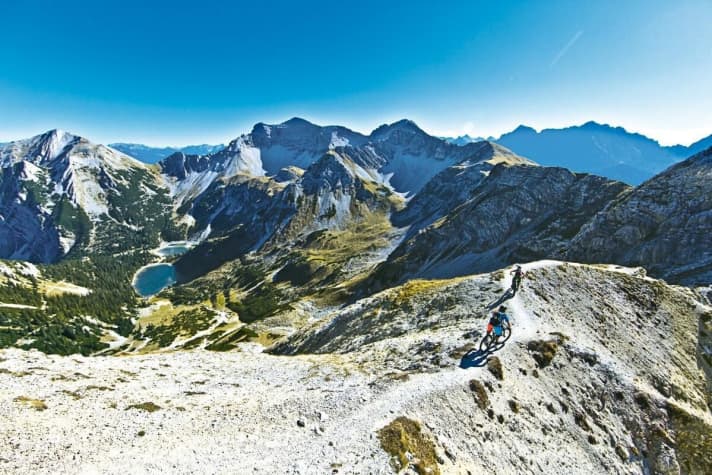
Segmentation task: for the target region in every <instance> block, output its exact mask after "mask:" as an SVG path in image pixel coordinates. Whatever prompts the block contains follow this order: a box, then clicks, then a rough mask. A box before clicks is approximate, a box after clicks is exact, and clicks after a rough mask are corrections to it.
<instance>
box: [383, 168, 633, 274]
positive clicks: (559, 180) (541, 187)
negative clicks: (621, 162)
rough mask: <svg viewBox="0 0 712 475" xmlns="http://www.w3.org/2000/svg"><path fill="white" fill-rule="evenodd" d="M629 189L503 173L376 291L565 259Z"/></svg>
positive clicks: (447, 214) (450, 221) (596, 177)
mask: <svg viewBox="0 0 712 475" xmlns="http://www.w3.org/2000/svg"><path fill="white" fill-rule="evenodd" d="M628 189H629V187H628V186H627V185H625V184H623V183H621V182H616V181H612V180H608V179H605V178H602V177H597V176H594V175H585V174H575V173H572V172H570V171H568V170H566V169H563V168H554V167H537V166H511V167H510V166H507V165H505V164H500V165H497V166H496V167H494V168H493V169H492V171H491V172H490V173H489V175H488V176H487V177H486V178H484V179H483V180H482V181H481V182H480V183H479V184H478V185H477V186H476V187H475V188H474V189H473V191H472V195H471V198H470V199H469V200H468V201H467V202H466V203H464V204H462V205H461V206H459V207H457V208H455V209H454V210H452V211H451V212H450V213H449V214H447V215H446V216H445V217H444V218H442V219H440V220H439V221H437V222H435V223H434V224H433V225H431V226H429V227H427V228H425V229H424V230H422V231H421V232H419V233H418V234H416V235H414V236H412V237H411V238H410V239H408V240H406V241H404V242H403V243H402V244H401V245H400V246H399V247H398V248H397V249H396V250H395V251H394V252H393V253H392V254H391V255H390V256H389V258H388V260H387V261H386V262H385V263H384V264H383V265H382V266H380V268H379V269H378V270H377V271H376V273H375V275H374V276H373V278H372V280H371V283H373V284H374V286H375V287H374V288H379V287H380V288H382V287H381V286H383V285H385V286H388V285H392V284H393V283H396V282H403V281H405V280H407V279H408V278H411V277H415V276H417V277H453V276H457V275H466V274H469V273H472V272H483V271H489V270H493V269H496V268H499V267H503V266H505V265H507V264H510V263H513V262H526V261H531V260H535V259H541V258H544V257H557V256H561V255H563V254H564V253H565V251H566V249H567V246H568V242H569V241H570V239H571V238H572V237H574V236H575V235H576V234H577V233H578V232H579V230H580V229H581V227H582V226H583V225H584V224H586V223H587V222H588V221H589V220H590V219H591V218H592V217H593V216H594V215H596V213H598V212H599V211H601V210H602V209H603V208H604V207H605V206H606V205H607V204H608V203H609V202H611V201H612V200H614V199H616V198H617V197H618V196H619V195H621V193H624V192H625V191H626V190H628Z"/></svg>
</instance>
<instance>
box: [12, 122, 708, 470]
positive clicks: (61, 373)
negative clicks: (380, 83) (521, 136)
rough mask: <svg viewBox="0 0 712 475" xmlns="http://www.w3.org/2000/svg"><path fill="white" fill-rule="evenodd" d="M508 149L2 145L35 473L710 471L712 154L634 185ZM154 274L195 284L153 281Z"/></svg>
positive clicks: (479, 142) (14, 366) (654, 175)
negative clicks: (152, 282)
mask: <svg viewBox="0 0 712 475" xmlns="http://www.w3.org/2000/svg"><path fill="white" fill-rule="evenodd" d="M587 128H594V129H596V130H598V128H596V127H593V126H590V125H589V126H583V127H582V128H581V129H582V130H578V131H577V134H579V135H581V136H584V135H585V134H584V132H585V130H583V129H587ZM523 133H524V134H525V135H527V134H529V135H531V132H527V131H524V132H523ZM586 133H588V134H589V138H590V134H591V131H590V130H589V131H588V132H586ZM596 133H597V132H596ZM606 133H608V132H606ZM611 133H613V134H618V132H615V130H614V131H613V132H611ZM534 135H535V136H536V135H537V134H536V133H534ZM544 135H548V134H544ZM594 135H595V134H594ZM596 136H597V137H598V135H596ZM599 139H600V140H603V139H601V138H600V137H599ZM597 140H598V139H597ZM626 140H627V139H626ZM639 140H640V141H641V144H642V143H647V142H645V141H644V139H642V138H641V139H639ZM500 142H501V141H499V142H494V141H489V140H481V141H476V142H470V143H467V144H464V145H457V144H453V143H449V142H448V141H446V140H442V139H440V138H437V137H433V136H430V135H428V134H427V133H425V132H424V131H423V130H422V129H421V128H419V127H418V126H417V124H415V123H414V122H412V121H409V120H401V121H398V122H395V123H392V124H384V125H382V126H380V127H378V128H376V129H375V130H373V131H372V132H371V133H370V134H368V135H365V134H361V133H358V132H355V131H352V130H350V129H348V128H345V127H341V126H319V125H316V124H312V123H310V122H308V121H306V120H303V119H299V118H293V119H290V120H288V121H286V122H283V123H281V124H265V123H258V124H256V125H255V126H254V127H253V128H252V130H251V131H250V132H249V133H246V134H243V135H241V136H239V137H237V138H235V139H234V140H232V141H231V142H230V143H229V144H228V145H227V146H225V147H222V148H220V149H219V150H216V151H213V152H210V153H207V154H189V153H185V152H184V151H176V152H174V153H172V154H171V155H169V156H167V157H165V158H163V159H162V160H161V161H159V162H158V163H156V164H146V163H143V162H141V161H139V160H136V159H135V158H133V157H131V156H129V155H126V154H124V153H122V152H120V151H118V150H116V149H114V148H111V147H107V146H103V145H99V144H94V143H92V142H90V141H89V140H87V139H85V138H82V137H79V136H75V135H73V134H70V133H67V132H62V131H59V130H52V131H49V132H46V133H43V134H40V135H37V136H35V137H32V138H29V139H26V140H20V141H16V142H11V143H9V144H5V145H2V146H0V384H2V387H3V388H8V389H7V391H3V392H2V393H1V394H0V418H2V419H6V420H9V421H10V423H9V424H7V425H8V427H9V428H10V429H9V430H10V432H9V434H10V435H9V437H8V438H7V439H8V440H10V441H11V442H10V444H8V443H7V442H5V441H3V440H0V448H2V449H5V448H7V451H8V453H10V452H11V453H13V460H12V463H13V464H14V466H13V469H14V470H16V471H20V472H23V471H28V470H29V471H32V470H35V471H37V470H39V471H53V470H55V471H56V470H57V467H60V470H62V469H63V468H62V467H64V468H66V471H71V470H76V467H83V468H86V469H87V471H90V468H91V470H95V469H97V467H103V468H106V469H107V471H110V469H109V467H116V466H123V465H121V464H120V462H119V460H121V461H124V460H125V456H126V454H128V455H130V456H131V457H132V463H133V464H134V465H135V466H136V467H139V468H137V469H138V470H139V471H140V470H141V469H144V468H145V469H146V470H153V471H155V470H157V469H158V468H157V467H160V469H161V470H164V471H165V470H167V471H171V469H172V467H171V466H170V464H172V463H180V464H181V466H182V467H190V469H186V470H187V471H191V472H194V471H204V470H205V467H207V466H209V467H211V469H217V470H218V471H220V469H222V468H224V470H225V471H239V472H246V471H250V472H253V471H256V472H259V471H260V470H262V469H264V468H265V466H267V467H269V469H268V470H263V472H265V473H273V472H274V467H280V470H281V469H284V470H282V471H291V472H295V473H313V472H316V473H323V472H332V473H333V471H334V470H337V471H341V470H343V471H346V472H354V473H364V472H366V473H367V472H386V471H389V470H391V471H394V472H401V473H402V472H404V471H408V470H411V471H414V472H418V473H466V472H467V471H470V472H474V473H480V472H487V471H494V472H498V473H499V472H501V473H506V472H508V471H517V472H533V473H544V472H546V473H551V472H552V471H553V472H554V473H570V472H576V471H577V470H578V471H580V472H582V473H583V472H585V473H599V472H615V473H704V472H705V470H706V467H709V465H710V463H712V460H711V459H710V454H711V453H712V446H710V443H709V438H708V437H707V434H709V433H710V427H712V411H711V410H710V408H712V336H711V335H712V306H711V305H710V298H711V297H712V291H711V290H710V288H711V287H712V247H711V246H710V240H709V236H710V235H712V147H710V148H707V149H704V150H702V151H699V152H697V153H694V154H692V155H691V156H689V157H687V158H685V159H683V160H672V161H671V163H670V165H669V166H667V167H666V168H665V169H664V170H662V171H660V172H659V173H657V174H654V175H652V176H651V177H649V178H648V179H647V180H646V181H645V182H644V183H642V184H641V185H638V186H631V185H629V184H627V183H624V182H622V181H619V180H614V179H611V178H609V177H606V176H599V175H596V174H591V173H585V172H580V171H575V170H574V171H572V170H569V169H568V168H565V167H561V166H545V165H543V164H542V163H540V162H541V160H532V159H531V157H527V156H526V155H525V154H523V153H521V152H519V151H518V150H511V149H509V148H508V147H506V146H505V145H503V144H502V143H500ZM599 143H600V142H599ZM616 150H618V149H616ZM638 150H640V151H641V154H643V155H645V154H647V153H651V154H652V153H654V151H655V150H656V149H655V148H654V147H652V146H651V147H649V148H645V147H643V146H642V145H639V146H638ZM678 152H679V151H678ZM678 152H676V153H678ZM582 153H584V152H582ZM655 153H657V152H655ZM679 153H682V152H679ZM643 155H642V156H641V158H640V159H639V160H638V159H636V160H637V161H635V162H633V163H634V164H636V165H639V164H643V163H646V160H645V157H644V156H643ZM651 160H652V161H653V162H655V164H656V165H655V166H656V167H657V166H663V162H664V160H662V159H659V158H654V159H651ZM673 162H674V163H673ZM649 173H652V172H649ZM171 246H173V248H174V249H175V248H176V247H181V248H182V250H183V251H184V253H182V254H179V253H176V254H172V253H165V252H164V251H166V250H167V249H170V248H171ZM515 263H520V264H523V266H524V270H525V272H526V278H525V280H524V282H523V284H522V288H521V289H520V290H519V291H518V292H517V293H513V292H511V291H509V290H508V289H509V287H510V283H511V278H510V271H511V265H512V264H515ZM152 269H158V270H166V269H170V270H171V271H172V272H173V273H174V277H175V278H174V280H175V281H176V282H175V284H174V285H172V286H167V284H168V283H170V282H167V283H166V286H163V287H162V288H159V289H158V290H157V291H156V292H157V293H155V294H153V295H151V296H148V297H141V296H139V295H137V293H136V292H135V291H134V287H133V285H134V284H135V283H136V281H137V280H138V279H140V278H141V276H142V275H144V274H143V273H144V272H148V271H150V270H152ZM500 304H505V305H506V306H507V307H508V310H507V312H508V314H509V315H510V316H511V319H512V322H513V324H514V326H513V328H512V337H511V339H510V340H508V341H506V342H504V343H501V344H500V345H496V346H495V347H493V348H489V349H486V350H480V351H478V348H479V346H478V344H479V342H480V340H481V338H482V337H483V335H484V329H485V327H486V324H487V318H488V315H489V314H490V311H491V310H492V309H495V308H497V307H498V306H499V305H500ZM33 349H34V350H40V351H41V352H42V353H40V352H38V351H33V352H31V351H21V350H33ZM43 353H47V354H52V356H47V355H45V354H43ZM77 353H81V354H82V355H84V356H85V357H81V356H77V355H76V354H77ZM57 355H73V356H57ZM98 355H101V356H109V355H132V357H131V358H108V357H106V358H94V357H90V356H98ZM78 365H79V366H78ZM236 408H237V409H236ZM117 409H119V410H117ZM34 411H43V412H41V413H37V414H35V412H34ZM364 413H368V414H369V417H368V418H366V417H364V416H363V414H364ZM68 415H69V416H71V417H69V418H68ZM99 417H100V418H101V422H99V420H98V418H99ZM67 420H71V421H72V424H73V426H72V428H73V430H71V431H65V430H64V427H65V425H63V424H64V423H66V421H67ZM90 430H91V431H93V432H92V435H93V437H94V438H95V439H96V441H97V442H96V444H94V445H91V447H87V448H82V449H77V450H68V449H67V446H74V445H73V444H82V443H83V439H82V437H84V435H82V434H86V433H87V432H88V431H90ZM53 431H54V432H53ZM57 431H61V432H57ZM48 433H49V434H54V435H52V437H54V436H55V435H56V437H60V436H61V437H63V439H62V440H64V441H65V442H64V443H63V444H49V445H47V436H46V434H48ZM186 434H188V435H186ZM285 434H287V436H288V437H287V439H288V440H289V441H291V443H290V444H285V443H284V441H285ZM513 436H514V437H513ZM137 437H140V438H141V439H140V440H141V444H138V443H137V442H136V440H137V439H136V438H137ZM216 438H218V439H219V440H221V441H223V442H221V444H217V443H215V440H217V439H216ZM52 440H54V439H52ZM512 441H513V442H512ZM509 442H511V443H509ZM280 444H281V445H280ZM512 444H513V446H514V450H513V449H512ZM166 446H170V447H176V448H178V450H179V452H180V453H183V452H185V453H187V454H189V456H188V457H187V458H186V459H185V460H183V459H180V460H178V461H176V460H174V459H173V458H165V457H154V456H153V455H155V454H156V453H163V452H161V450H165V449H164V447H166ZM275 447H279V448H280V449H279V450H275V449H274V448H275ZM502 447H504V448H505V449H506V450H505V449H502ZM183 449H185V450H184V451H183ZM226 451H227V452H226ZM75 452H76V453H78V454H79V456H77V457H76V459H75V458H74V455H75V454H74V453H75ZM3 453H4V452H3ZM226 453H229V454H234V453H240V454H241V457H239V458H237V459H235V458H234V457H231V456H230V457H227V456H226V455H225V454H226ZM47 454H50V458H48V457H47ZM147 454H148V455H147ZM473 454H475V455H473ZM48 460H49V461H48ZM164 460H169V461H170V462H164ZM6 462H7V461H6V460H5V459H2V458H0V467H2V466H3V465H2V464H5V463H6ZM58 464H59V465H58ZM265 464H266V465H265ZM69 467H71V468H69ZM80 470H82V468H80ZM278 471H279V470H278Z"/></svg>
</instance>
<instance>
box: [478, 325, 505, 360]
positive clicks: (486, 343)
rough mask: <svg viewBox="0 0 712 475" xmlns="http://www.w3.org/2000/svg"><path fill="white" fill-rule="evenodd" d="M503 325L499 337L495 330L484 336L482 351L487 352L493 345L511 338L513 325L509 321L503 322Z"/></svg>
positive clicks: (482, 342)
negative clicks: (497, 334) (508, 322)
mask: <svg viewBox="0 0 712 475" xmlns="http://www.w3.org/2000/svg"><path fill="white" fill-rule="evenodd" d="M501 326H502V334H501V335H500V336H499V337H497V336H496V335H495V334H494V330H493V331H491V332H489V333H487V334H486V335H485V336H484V337H483V338H482V341H481V342H480V352H482V353H484V352H487V351H489V349H490V348H491V347H492V346H493V345H503V344H504V342H505V341H507V340H509V337H510V336H512V327H511V326H510V325H509V323H503V324H502V325H501Z"/></svg>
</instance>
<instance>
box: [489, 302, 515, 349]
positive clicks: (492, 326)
mask: <svg viewBox="0 0 712 475" xmlns="http://www.w3.org/2000/svg"><path fill="white" fill-rule="evenodd" d="M506 311H507V307H505V306H504V305H501V306H500V307H499V310H497V311H496V312H492V317H490V321H489V323H488V324H487V333H488V334H489V333H492V331H494V342H495V343H497V341H498V340H499V337H500V336H502V333H503V332H504V330H503V328H502V324H504V323H506V324H507V325H510V326H511V323H510V322H509V316H508V315H507V314H506V313H504V312H506Z"/></svg>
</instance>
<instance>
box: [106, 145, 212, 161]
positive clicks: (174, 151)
mask: <svg viewBox="0 0 712 475" xmlns="http://www.w3.org/2000/svg"><path fill="white" fill-rule="evenodd" d="M109 147H111V148H114V149H116V150H118V151H119V152H123V153H125V154H126V155H129V156H131V157H134V158H136V159H138V160H141V161H142V162H144V163H158V162H160V161H161V160H163V159H164V158H166V157H167V156H169V155H172V154H174V153H176V152H183V153H185V154H186V155H207V154H209V153H214V152H217V151H219V150H222V149H223V148H224V147H225V146H224V145H222V144H221V145H207V144H203V145H188V146H187V147H149V146H148V145H141V144H136V143H112V144H109Z"/></svg>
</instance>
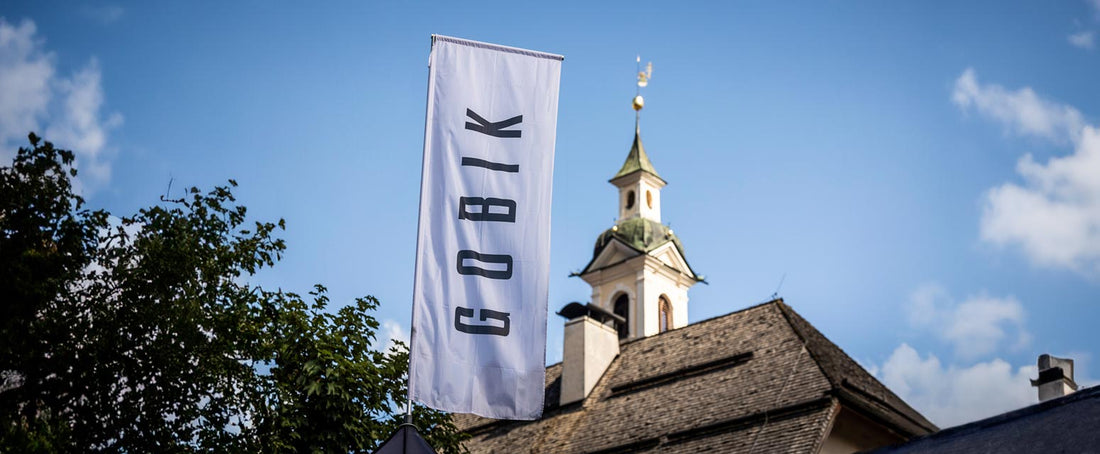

## What this task involves
Write out the records above exactly. Begin with the first line, end with the line holding "negative clicks: (621, 162)", and drop the pictures.

## Written solution
Segmentation task: for the target region in every <instance> block, output its exact mask after "mask:" as an SVG path in image pixel coordinates. Whatever prompts the block contains follow this order: a box, then clicks, then a rough mask. A box before clicks is approximate, a box after clicks is exact, and clicks after a rough mask are corrections to it.
<instance>
box: [383, 168, 633, 274]
positive clicks: (559, 180) (541, 187)
negative clicks: (621, 162)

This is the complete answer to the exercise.